= What is required =
Beginning at the line containing "face with a bounding box? I'd be grateful." and continuing to the end of the records below, give each line again exactly as it stands, and only those lines.
━━━ Task data
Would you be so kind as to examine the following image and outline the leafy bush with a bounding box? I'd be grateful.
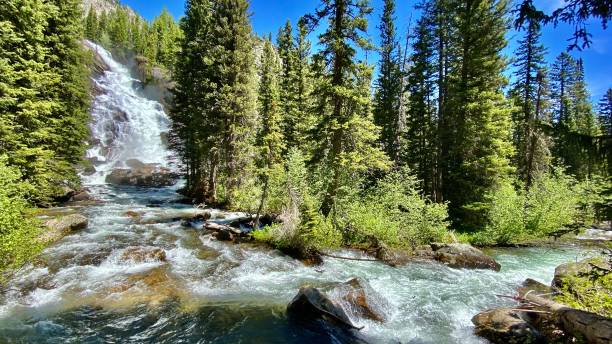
[525,169,581,237]
[471,168,598,246]
[344,168,450,248]
[472,179,526,246]
[0,156,43,279]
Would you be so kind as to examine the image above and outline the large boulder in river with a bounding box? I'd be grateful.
[375,244,412,267]
[472,307,546,344]
[431,243,501,271]
[287,286,359,329]
[42,214,89,243]
[106,164,179,187]
[287,286,369,343]
[332,277,387,322]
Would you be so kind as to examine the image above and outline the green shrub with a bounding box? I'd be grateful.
[473,179,526,246]
[344,168,450,248]
[472,168,599,246]
[0,156,43,279]
[525,169,580,237]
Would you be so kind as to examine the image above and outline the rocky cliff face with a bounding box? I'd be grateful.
[81,0,136,18]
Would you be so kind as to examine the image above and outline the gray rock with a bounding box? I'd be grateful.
[42,214,88,243]
[375,244,412,267]
[333,277,387,322]
[472,307,545,344]
[106,164,179,187]
[431,243,501,271]
[287,286,358,329]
━━━━━━
= Solution to the exercise =
Would you be so kind as to examine the image above and outline the rocky cliff face with a bounding box? I'd be grateful.
[81,0,136,18]
Would you be so kind as to examine the image above and outline the gray rock with a bounding box? I'd be grateful.
[42,214,88,243]
[375,244,412,267]
[333,277,387,322]
[472,307,545,344]
[106,164,179,187]
[431,243,501,271]
[287,286,358,329]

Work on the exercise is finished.